▶ _DATA EXTRACT_:
++++++++

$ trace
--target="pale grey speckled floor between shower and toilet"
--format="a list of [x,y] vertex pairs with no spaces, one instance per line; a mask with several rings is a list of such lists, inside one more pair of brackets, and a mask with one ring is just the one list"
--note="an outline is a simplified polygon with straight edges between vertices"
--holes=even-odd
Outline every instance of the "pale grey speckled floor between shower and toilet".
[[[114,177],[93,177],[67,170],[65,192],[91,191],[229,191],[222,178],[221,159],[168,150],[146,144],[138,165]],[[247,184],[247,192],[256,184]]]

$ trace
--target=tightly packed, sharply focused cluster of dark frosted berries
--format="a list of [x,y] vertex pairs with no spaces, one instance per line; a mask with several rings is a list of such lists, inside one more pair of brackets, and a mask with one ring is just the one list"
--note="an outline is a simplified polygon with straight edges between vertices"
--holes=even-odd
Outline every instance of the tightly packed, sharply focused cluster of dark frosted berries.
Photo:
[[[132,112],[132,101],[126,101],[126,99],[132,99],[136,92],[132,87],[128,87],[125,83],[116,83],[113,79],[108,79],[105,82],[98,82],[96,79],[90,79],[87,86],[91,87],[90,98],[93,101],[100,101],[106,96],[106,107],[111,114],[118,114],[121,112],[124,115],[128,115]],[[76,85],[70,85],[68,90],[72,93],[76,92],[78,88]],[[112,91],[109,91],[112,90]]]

++++++++

▶ _TASK DIRECTIONS_:
Restate the records above in full, keeping each line exactly as it stands.

▶ _WRITTEN RESPONSE_:
$ trace
--target="pale grey speckled floor between shower and toilet"
--format="a list of [x,y] vertex pairs with no spaces, one instance per line; a mask with several rings is a list of such lists, inside one more pair of brackets, and a mask with one ring is just the one list"
--note="an outline is a simplified polygon with straight edges between vertices"
--holes=even-odd
Outline every instance of the "pale grey speckled floor between shower and toilet".
[[[114,177],[93,177],[67,170],[65,192],[91,191],[229,191],[222,178],[221,159],[168,150],[146,144],[138,165]],[[247,184],[247,192],[256,184]]]

$ trace
--target=tightly packed, sharply focused cluster of dark frosted berries
--format="a list of [x,y] vertex pairs with no spaces, one instance per line; a mask with several rings is a list of such lists, inside one more pair of brackets, and a mask with one ring is just the one list"
--note="an outline is a simplified polygon with straight edges between vertices"
--holes=even-odd
Outline every instance of the tightly packed, sharply focused cluster of dark frosted berries.
Photo:
[[[132,112],[132,101],[126,101],[126,99],[132,99],[136,92],[132,87],[128,87],[125,83],[116,83],[113,79],[108,79],[105,82],[98,82],[96,79],[90,79],[87,86],[91,87],[90,98],[93,101],[100,101],[106,96],[106,107],[111,114],[118,114],[121,112],[124,115],[128,115]],[[76,85],[70,85],[68,90],[72,93],[76,92],[78,88]],[[112,91],[109,91],[112,90]]]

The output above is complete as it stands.